WORK TO DO.
- 1) Sum up the passage on Core 0 power control in two sentences.
- 2) Carry on the passage about Core 0 power control from the point where it stops.

EXCERPTED PASSAGE.
ARM_CORE0_STATUS register indicates the power state of Core 0 part of 
processor core.
0x3 indicates that power to Core 0 is turned-on. 0x0 indicates that 
power to Core 0 is turned-off.
All other values indicate that the power On/Off sequence of Core 0 in 
progress.

To turn Off the power of Core 0 power domain:

1. Set the LOCAL_POWER_CFG field of ARM_CORE0_CONFIGURATION register to 0x3.
2. After PMU detects a change in the LOCAL_POWER_CFG field, it waits for 
the execution of WFI.
3. After Core 0 executes the WFI instruction, PMU starts the power-down 
sequence.
4. The Status field of ARM_CORE0_STATUS register indicates the 
completion of the sequence.

That's why in the v1 of this patch exynos_core_power_control function 
was implemented as:

static int exynos_core_power_control(unsigned int cpu, unsigned int 
cluster,  int enable)

PROVIDED RECORDS.
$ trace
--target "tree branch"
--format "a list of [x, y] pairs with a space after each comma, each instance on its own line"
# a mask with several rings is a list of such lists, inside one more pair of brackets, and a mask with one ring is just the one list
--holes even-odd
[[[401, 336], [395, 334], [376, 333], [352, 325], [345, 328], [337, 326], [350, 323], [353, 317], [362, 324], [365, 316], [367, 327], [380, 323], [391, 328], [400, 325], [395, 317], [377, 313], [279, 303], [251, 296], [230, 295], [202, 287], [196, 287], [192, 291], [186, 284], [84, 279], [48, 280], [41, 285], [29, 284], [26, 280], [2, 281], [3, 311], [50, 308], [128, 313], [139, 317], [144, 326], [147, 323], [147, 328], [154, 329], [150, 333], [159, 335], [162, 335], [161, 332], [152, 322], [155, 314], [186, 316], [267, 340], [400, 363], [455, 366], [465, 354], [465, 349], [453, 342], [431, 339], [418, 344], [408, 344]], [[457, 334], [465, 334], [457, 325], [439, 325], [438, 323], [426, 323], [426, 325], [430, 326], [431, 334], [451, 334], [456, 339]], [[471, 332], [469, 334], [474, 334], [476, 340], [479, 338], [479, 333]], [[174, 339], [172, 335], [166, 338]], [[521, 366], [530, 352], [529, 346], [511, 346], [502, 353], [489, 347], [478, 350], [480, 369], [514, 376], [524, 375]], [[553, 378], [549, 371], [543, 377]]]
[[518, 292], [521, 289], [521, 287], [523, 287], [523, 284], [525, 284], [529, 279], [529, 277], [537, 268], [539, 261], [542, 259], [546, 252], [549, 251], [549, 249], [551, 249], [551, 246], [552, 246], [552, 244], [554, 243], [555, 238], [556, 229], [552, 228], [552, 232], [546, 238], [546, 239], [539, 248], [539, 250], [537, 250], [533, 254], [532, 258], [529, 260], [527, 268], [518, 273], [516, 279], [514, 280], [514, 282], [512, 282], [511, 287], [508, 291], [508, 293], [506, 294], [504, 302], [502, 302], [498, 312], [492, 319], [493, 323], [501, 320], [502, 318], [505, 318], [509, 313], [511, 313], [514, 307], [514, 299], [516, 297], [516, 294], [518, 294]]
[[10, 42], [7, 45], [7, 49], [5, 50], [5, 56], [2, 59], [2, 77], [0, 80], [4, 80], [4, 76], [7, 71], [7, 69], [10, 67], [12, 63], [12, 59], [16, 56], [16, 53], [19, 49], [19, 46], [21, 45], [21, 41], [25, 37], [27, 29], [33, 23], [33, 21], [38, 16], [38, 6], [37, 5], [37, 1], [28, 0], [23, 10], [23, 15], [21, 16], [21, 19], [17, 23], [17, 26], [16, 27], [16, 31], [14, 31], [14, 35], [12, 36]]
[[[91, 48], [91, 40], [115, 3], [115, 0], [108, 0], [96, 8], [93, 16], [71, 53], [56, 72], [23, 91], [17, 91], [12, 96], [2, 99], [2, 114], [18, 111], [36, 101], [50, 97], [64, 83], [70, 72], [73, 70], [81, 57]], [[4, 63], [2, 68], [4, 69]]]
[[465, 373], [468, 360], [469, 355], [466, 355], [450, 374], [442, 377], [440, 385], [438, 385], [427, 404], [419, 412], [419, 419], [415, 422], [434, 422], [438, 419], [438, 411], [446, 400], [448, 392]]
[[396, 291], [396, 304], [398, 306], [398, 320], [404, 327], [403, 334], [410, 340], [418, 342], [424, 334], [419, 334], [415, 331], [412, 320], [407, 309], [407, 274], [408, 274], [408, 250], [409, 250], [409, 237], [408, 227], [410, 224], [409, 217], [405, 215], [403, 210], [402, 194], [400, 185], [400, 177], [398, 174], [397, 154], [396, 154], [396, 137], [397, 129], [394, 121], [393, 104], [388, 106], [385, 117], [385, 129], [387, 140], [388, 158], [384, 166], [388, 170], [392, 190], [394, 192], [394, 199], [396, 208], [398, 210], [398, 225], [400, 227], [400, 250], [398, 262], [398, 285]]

ANSWERS GIVEN.
- 1) The ARM_CORE0_STATUS register shows the power state of Core 0: 0x3 means power is on, 0x0 means it is off, and any other value means an on or off sequence is in progress. Turning off Core 0 involves setting the LOCAL_POWER_CFG field of the ARM_CORE0_CONFIGURATION register, after which the PMU waits for the core to execute WFI, starts the power-down sequence, and reports completion in the Status field of ARM_CORE0_STATUS.

- 2)
{
        unsigned long timeout = jiffies + msecs_to_jiffies(10);
        unsigned int offset = cluster * MAX_CPUS_PER_CLUSTER + cpu;
        int value = enable ? S5P_CORE_LOCAL_PWR_EN : 0;

        if ((__raw_readl(EXYNOS5410_CORE_STATUS(offset)) & 0x3) == value)
                return 0;

        __raw_writel(value, EXYNOS5410_CORE_CONFIGURATION(offset));
        do {
                if ((__raw_readl(EXYNOS5410_CORE_STATUS(offset)) & 0x3)
                                == value)
                        return 0;
        } while (time_before(jiffies, timeout));

        return -EDEADLK;
}

But, as i mentioned, this is no good using while here.
Now thinking about the problem.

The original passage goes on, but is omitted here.